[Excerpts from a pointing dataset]
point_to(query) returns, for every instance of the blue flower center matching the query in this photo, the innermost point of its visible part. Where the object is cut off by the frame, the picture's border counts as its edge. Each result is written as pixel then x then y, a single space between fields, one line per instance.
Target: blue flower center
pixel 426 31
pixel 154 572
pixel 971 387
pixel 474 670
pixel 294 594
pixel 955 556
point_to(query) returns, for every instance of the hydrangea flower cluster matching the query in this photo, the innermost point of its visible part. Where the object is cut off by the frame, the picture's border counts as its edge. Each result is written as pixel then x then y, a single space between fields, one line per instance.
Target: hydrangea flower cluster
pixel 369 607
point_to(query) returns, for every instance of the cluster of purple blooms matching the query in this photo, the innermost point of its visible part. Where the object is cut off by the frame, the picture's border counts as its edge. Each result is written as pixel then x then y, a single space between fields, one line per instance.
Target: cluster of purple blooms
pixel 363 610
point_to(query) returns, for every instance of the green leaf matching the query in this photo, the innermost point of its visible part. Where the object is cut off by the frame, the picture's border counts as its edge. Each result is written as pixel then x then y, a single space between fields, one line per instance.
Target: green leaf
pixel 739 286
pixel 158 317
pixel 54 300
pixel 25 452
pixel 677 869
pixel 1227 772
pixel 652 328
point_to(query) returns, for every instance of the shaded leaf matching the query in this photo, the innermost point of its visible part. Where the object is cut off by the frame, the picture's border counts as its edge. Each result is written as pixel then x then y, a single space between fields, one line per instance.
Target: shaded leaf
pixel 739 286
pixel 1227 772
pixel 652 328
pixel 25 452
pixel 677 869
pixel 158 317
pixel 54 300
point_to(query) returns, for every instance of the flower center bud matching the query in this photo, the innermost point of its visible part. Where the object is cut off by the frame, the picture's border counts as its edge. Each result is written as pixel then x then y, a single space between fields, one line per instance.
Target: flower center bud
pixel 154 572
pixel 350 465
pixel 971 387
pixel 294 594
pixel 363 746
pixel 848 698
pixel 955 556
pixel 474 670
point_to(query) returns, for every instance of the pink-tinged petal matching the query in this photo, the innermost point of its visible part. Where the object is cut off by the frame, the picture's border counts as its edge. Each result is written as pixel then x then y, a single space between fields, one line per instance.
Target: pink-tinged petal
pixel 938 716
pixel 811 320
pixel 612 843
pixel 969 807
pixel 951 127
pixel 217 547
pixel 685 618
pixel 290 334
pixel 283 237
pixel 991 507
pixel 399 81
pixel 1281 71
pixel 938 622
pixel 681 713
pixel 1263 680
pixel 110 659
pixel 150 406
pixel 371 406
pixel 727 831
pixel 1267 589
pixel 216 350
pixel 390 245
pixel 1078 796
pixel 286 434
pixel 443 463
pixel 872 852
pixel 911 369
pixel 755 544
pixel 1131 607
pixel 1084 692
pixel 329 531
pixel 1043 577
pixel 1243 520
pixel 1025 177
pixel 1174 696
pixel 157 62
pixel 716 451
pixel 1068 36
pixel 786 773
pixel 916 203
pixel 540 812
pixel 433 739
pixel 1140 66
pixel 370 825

▶ What needs to be done:
Render every line of the material above as a Markdown table with the columns Row and Line, numbering each line in order and omitting blank lines.

▶ Exercise response:
| Row | Line |
|---|---|
| 1 | point_to(query) returns, for every instance of the blue flower center matching the query in this photo, the innermost point of its visible part. Where the object is cut off by the frame, the picture's border counts as its edge. Each result is written as pixel then x then y, a single space between fields, one line per instance. |
| 2 | Target: blue flower center |
| 3 | pixel 426 31 |
| 4 | pixel 154 572 |
| 5 | pixel 971 387 |
| 6 | pixel 474 670 |
| 7 | pixel 294 594 |
| 8 | pixel 955 556 |
| 9 | point_to(query) returns, for every instance of the hydrangea flower cluster matching the query in this photo, the innermost point of its visible part. Where the object is cut off by the frame, the picture's border counts as its edge. Each result is written as pixel then x then y, a single space between fields, one line per instance. |
| 10 | Target: hydrangea flower cluster |
| 11 | pixel 369 607 |
| 12 | point_to(query) returns, for every instance of the cluster of purple blooms matching the query in this photo, the innermost point of its visible part. Where the object is cut off by the frame, the picture's border counts as its edge. Each result is written as pixel then x then y, a single space between fields, one line per instance. |
| 13 | Target: cluster of purple blooms |
| 14 | pixel 363 610 |
| 15 | point_to(query) returns, for every instance of the green leaf matching the query in this photo, the innermost point of its visible part. Where the object is cut off by the frame, the picture's border counts as its edge. Each result is written as pixel then x then y, a single space between fields, one line per instance. |
| 16 | Target: green leaf |
| 17 | pixel 739 286 |
| 18 | pixel 158 317 |
| 19 | pixel 54 300 |
| 20 | pixel 25 452 |
| 21 | pixel 677 869 |
| 22 | pixel 1227 772 |
| 23 | pixel 652 328 |
| 24 | point_to(query) returns, for every instance of the shaded leaf matching the query in this photo, the innermost point of its visible part. Where the object is cut off by the frame, the picture's border counts as its edge. Each result is written as pixel then x then y, a single space between fields, one line per instance. |
| 25 | Target: shaded leaf |
| 26 | pixel 739 286 |
| 27 | pixel 1227 772 |
| 28 | pixel 652 328 |
| 29 | pixel 25 452 |
| 30 | pixel 677 869 |
| 31 | pixel 158 317 |
| 32 | pixel 54 300 |
| 33 | point_to(query) returns, for every instance of the flower center bud matching the query in this photo, the innermost point of its visible part. Where the object is cut off by the frame, the picture's border counts as its edge. Each result is written as pixel then x then y, a single space between fields, one line per instance. |
| 34 | Target: flower center bud |
| 35 | pixel 154 572 |
| 36 | pixel 350 465 |
| 37 | pixel 971 387 |
| 38 | pixel 294 594 |
| 39 | pixel 363 746 |
| 40 | pixel 848 698 |
| 41 | pixel 955 556 |
| 42 | pixel 474 670 |
| 43 | point_to(query) returns, for every instance of the pink-tinged petal matching the query in this photo, the innermost point of its visible part. Where the object is cut off by the frame, the picture's border counts as its edge. Each result is written as pixel then x then y, a single space between fields, one line per instance. |
| 44 | Target: pink-tinged petal |
| 45 | pixel 938 716 |
| 46 | pixel 811 320 |
| 47 | pixel 612 843 |
| 48 | pixel 969 807 |
| 49 | pixel 951 127 |
| 50 | pixel 217 547 |
| 51 | pixel 685 618 |
| 52 | pixel 290 334 |
| 53 | pixel 283 237 |
| 54 | pixel 991 507 |
| 55 | pixel 399 81 |
| 56 | pixel 1281 71 |
| 57 | pixel 938 622 |
| 58 | pixel 681 713 |
| 59 | pixel 1263 680 |
| 60 | pixel 110 659 |
| 61 | pixel 150 406 |
| 62 | pixel 371 406 |
| 63 | pixel 727 831 |
| 64 | pixel 1267 589 |
| 65 | pixel 216 350 |
| 66 | pixel 390 245 |
| 67 | pixel 1078 796 |
| 68 | pixel 286 434 |
| 69 | pixel 443 463 |
| 70 | pixel 872 852 |
| 71 | pixel 911 369 |
| 72 | pixel 755 544 |
| 73 | pixel 1131 607 |
| 74 | pixel 1084 692 |
| 75 | pixel 329 531 |
| 76 | pixel 1043 577 |
| 77 | pixel 1243 520 |
| 78 | pixel 1025 177 |
| 79 | pixel 1174 696 |
| 80 | pixel 157 62 |
| 81 | pixel 716 451 |
| 82 | pixel 1068 36 |
| 83 | pixel 786 773 |
| 84 | pixel 916 203 |
| 85 | pixel 540 812 |
| 86 | pixel 433 739 |
| 87 | pixel 1140 66 |
| 88 | pixel 370 825 |